Work to complete:
Each line of the data has to be written out again exactly as shown.

Extracted data:
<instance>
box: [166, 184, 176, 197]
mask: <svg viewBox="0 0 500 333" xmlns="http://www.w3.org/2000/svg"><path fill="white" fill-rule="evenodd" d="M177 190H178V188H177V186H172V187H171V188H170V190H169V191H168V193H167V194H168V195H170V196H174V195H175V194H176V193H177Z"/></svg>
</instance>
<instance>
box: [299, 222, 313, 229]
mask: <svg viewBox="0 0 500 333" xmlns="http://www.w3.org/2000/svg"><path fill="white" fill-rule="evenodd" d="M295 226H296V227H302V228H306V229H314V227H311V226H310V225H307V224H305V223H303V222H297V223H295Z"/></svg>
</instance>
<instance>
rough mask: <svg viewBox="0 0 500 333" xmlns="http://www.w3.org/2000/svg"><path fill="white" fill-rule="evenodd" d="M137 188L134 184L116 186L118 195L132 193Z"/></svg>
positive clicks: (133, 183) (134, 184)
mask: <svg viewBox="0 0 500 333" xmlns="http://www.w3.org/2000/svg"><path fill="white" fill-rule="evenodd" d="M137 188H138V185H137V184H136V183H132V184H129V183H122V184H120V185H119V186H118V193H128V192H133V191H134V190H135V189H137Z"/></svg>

Result of the exercise:
<instance>
box: [166, 184, 176, 197]
mask: <svg viewBox="0 0 500 333" xmlns="http://www.w3.org/2000/svg"><path fill="white" fill-rule="evenodd" d="M177 190H178V188H177V186H172V187H171V188H170V190H169V191H168V193H167V194H168V195H170V196H174V195H175V194H176V193H177Z"/></svg>
</instance>
<instance>
box: [299, 222, 313, 229]
mask: <svg viewBox="0 0 500 333" xmlns="http://www.w3.org/2000/svg"><path fill="white" fill-rule="evenodd" d="M295 226H296V227H302V228H306V229H314V227H311V226H310V225H307V224H305V223H303V222H297V223H295Z"/></svg>
</instance>
<instance>
rough mask: <svg viewBox="0 0 500 333" xmlns="http://www.w3.org/2000/svg"><path fill="white" fill-rule="evenodd" d="M137 188L134 184L116 186L118 195L132 193Z"/></svg>
positive clicks: (133, 183) (134, 184)
mask: <svg viewBox="0 0 500 333" xmlns="http://www.w3.org/2000/svg"><path fill="white" fill-rule="evenodd" d="M137 188H138V185H137V184H136V183H132V184H129V183H122V184H120V185H119V186H118V193H128V192H133V191H134V190H135V189H137Z"/></svg>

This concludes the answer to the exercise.